» Given instruction:
Tally how many lines in the data below contain the string "silver". Reply with that number alone.

— BEGIN Record list —

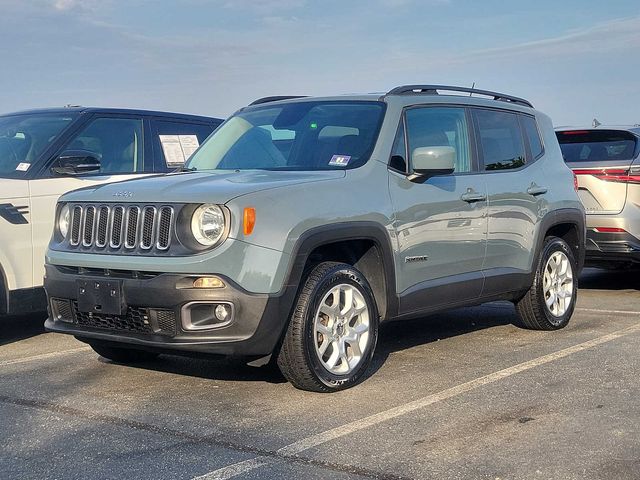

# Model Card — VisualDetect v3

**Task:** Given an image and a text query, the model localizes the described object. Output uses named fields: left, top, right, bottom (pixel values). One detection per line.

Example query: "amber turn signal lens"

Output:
left=242, top=207, right=256, bottom=235
left=193, top=277, right=225, bottom=288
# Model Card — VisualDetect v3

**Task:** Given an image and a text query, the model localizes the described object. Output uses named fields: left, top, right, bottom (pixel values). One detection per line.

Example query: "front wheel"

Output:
left=277, top=262, right=378, bottom=392
left=516, top=237, right=578, bottom=330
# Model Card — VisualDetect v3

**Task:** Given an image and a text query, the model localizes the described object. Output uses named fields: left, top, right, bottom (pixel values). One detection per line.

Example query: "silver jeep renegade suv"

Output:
left=45, top=85, right=585, bottom=392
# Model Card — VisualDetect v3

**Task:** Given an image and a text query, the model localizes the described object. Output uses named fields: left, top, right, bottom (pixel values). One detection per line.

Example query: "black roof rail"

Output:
left=387, top=85, right=533, bottom=108
left=249, top=95, right=306, bottom=105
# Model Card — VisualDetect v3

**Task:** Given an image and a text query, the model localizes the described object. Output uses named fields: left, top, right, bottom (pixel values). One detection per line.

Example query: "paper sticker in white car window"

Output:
left=159, top=135, right=200, bottom=166
left=329, top=155, right=351, bottom=167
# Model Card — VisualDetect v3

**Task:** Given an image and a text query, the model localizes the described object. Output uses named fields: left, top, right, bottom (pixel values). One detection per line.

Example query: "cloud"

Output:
left=460, top=16, right=640, bottom=61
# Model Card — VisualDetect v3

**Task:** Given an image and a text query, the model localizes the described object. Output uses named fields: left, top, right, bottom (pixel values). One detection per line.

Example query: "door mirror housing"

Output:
left=411, top=146, right=456, bottom=180
left=51, top=150, right=100, bottom=176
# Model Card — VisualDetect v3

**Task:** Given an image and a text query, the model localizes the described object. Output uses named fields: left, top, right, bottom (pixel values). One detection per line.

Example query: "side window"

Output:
left=406, top=107, right=471, bottom=173
left=474, top=110, right=526, bottom=170
left=389, top=119, right=407, bottom=172
left=152, top=120, right=217, bottom=171
left=65, top=117, right=144, bottom=175
left=520, top=115, right=544, bottom=158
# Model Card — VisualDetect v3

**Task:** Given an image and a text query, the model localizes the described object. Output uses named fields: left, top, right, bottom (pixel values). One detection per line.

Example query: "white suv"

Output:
left=0, top=107, right=222, bottom=315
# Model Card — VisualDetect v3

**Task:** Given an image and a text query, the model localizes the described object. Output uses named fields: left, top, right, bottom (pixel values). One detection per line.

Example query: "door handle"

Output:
left=527, top=184, right=547, bottom=197
left=460, top=192, right=487, bottom=203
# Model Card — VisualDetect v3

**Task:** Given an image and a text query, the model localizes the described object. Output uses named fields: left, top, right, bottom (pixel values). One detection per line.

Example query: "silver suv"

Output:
left=556, top=126, right=640, bottom=268
left=45, top=85, right=585, bottom=392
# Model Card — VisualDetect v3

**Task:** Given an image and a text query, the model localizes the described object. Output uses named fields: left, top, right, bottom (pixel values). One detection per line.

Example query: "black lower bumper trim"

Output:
left=45, top=265, right=293, bottom=356
left=586, top=230, right=640, bottom=266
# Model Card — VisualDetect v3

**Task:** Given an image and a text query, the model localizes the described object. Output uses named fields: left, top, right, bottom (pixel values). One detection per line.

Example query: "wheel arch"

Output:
left=534, top=208, right=586, bottom=273
left=286, top=221, right=398, bottom=319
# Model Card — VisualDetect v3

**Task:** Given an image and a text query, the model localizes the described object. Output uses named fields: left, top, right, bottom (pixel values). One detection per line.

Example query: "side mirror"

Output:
left=51, top=150, right=100, bottom=175
left=411, top=146, right=456, bottom=180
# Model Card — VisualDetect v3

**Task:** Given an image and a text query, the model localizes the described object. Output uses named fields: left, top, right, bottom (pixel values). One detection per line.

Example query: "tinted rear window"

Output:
left=556, top=130, right=638, bottom=162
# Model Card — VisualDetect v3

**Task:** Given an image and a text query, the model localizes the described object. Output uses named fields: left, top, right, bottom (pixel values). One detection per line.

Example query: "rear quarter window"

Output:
left=520, top=115, right=544, bottom=159
left=556, top=130, right=638, bottom=162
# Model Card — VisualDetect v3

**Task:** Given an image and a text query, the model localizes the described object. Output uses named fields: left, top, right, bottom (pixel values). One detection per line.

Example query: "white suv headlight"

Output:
left=191, top=203, right=226, bottom=247
left=58, top=205, right=71, bottom=238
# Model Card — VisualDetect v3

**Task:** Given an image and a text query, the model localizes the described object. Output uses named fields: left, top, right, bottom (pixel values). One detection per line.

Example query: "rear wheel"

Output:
left=89, top=343, right=158, bottom=363
left=516, top=237, right=578, bottom=330
left=277, top=262, right=378, bottom=392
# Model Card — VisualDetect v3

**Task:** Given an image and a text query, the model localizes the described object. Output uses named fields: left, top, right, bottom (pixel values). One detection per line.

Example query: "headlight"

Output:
left=58, top=205, right=70, bottom=238
left=191, top=203, right=226, bottom=247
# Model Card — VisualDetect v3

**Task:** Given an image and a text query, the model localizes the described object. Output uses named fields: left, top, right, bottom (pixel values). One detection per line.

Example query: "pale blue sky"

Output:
left=0, top=0, right=640, bottom=125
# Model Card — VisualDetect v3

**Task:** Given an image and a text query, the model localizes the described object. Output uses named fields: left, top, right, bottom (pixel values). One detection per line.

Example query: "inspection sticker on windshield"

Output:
left=329, top=155, right=351, bottom=167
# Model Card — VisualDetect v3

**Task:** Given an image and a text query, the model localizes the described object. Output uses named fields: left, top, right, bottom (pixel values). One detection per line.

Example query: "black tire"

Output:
left=515, top=237, right=578, bottom=330
left=89, top=343, right=158, bottom=364
left=277, top=262, right=379, bottom=392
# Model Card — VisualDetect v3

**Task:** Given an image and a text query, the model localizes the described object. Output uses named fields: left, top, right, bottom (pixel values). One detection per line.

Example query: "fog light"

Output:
left=193, top=277, right=225, bottom=288
left=216, top=303, right=231, bottom=322
left=182, top=302, right=233, bottom=331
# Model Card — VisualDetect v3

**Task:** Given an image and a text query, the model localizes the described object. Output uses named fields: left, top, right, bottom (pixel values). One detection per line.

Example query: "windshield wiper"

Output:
left=171, top=165, right=198, bottom=173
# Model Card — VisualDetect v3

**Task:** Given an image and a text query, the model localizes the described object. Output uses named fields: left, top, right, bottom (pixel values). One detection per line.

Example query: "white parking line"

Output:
left=576, top=308, right=640, bottom=316
left=0, top=347, right=91, bottom=367
left=193, top=324, right=640, bottom=480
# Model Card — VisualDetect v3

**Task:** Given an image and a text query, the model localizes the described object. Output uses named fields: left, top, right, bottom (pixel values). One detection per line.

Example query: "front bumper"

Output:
left=44, top=265, right=292, bottom=356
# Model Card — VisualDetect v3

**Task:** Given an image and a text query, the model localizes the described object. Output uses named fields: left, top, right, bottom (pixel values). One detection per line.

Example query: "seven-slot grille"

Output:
left=69, top=205, right=175, bottom=251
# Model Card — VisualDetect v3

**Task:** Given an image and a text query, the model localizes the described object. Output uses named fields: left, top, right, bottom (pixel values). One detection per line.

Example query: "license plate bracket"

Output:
left=77, top=279, right=127, bottom=315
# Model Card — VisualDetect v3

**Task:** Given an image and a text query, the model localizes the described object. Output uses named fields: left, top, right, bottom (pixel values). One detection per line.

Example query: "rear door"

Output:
left=472, top=108, right=549, bottom=284
left=556, top=129, right=638, bottom=215
left=151, top=117, right=219, bottom=172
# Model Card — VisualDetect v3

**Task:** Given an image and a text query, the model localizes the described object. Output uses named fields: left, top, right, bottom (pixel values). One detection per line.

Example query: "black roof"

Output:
left=0, top=105, right=223, bottom=123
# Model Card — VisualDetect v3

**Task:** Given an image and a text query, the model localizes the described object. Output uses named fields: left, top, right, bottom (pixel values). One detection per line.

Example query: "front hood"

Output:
left=0, top=178, right=29, bottom=202
left=61, top=170, right=345, bottom=204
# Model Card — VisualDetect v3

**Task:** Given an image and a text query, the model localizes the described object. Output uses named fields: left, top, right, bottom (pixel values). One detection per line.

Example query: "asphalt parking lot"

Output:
left=0, top=269, right=640, bottom=480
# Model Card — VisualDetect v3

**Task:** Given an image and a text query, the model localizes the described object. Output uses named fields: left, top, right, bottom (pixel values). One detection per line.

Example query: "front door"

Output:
left=389, top=107, right=487, bottom=315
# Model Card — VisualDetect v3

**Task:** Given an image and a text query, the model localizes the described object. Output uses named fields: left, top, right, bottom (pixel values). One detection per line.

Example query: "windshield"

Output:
left=0, top=113, right=77, bottom=178
left=556, top=130, right=637, bottom=162
left=186, top=101, right=384, bottom=170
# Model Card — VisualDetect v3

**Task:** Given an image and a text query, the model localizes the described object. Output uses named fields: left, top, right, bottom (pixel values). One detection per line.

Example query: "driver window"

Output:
left=406, top=107, right=471, bottom=173
left=65, top=118, right=144, bottom=175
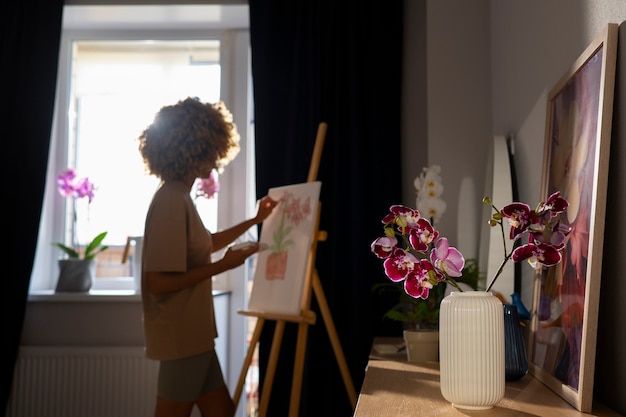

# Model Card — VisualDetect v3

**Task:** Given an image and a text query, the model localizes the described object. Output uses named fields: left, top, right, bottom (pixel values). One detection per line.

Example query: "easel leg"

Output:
left=259, top=320, right=285, bottom=417
left=313, top=270, right=356, bottom=410
left=289, top=323, right=309, bottom=417
left=233, top=317, right=265, bottom=409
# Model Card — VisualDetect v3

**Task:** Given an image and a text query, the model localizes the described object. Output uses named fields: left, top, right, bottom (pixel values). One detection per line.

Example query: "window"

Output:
left=31, top=6, right=255, bottom=291
left=65, top=40, right=220, bottom=277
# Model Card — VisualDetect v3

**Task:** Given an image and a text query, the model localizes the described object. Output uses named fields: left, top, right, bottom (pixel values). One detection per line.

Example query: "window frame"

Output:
left=29, top=28, right=256, bottom=293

— END Record list —

» Written reply:
2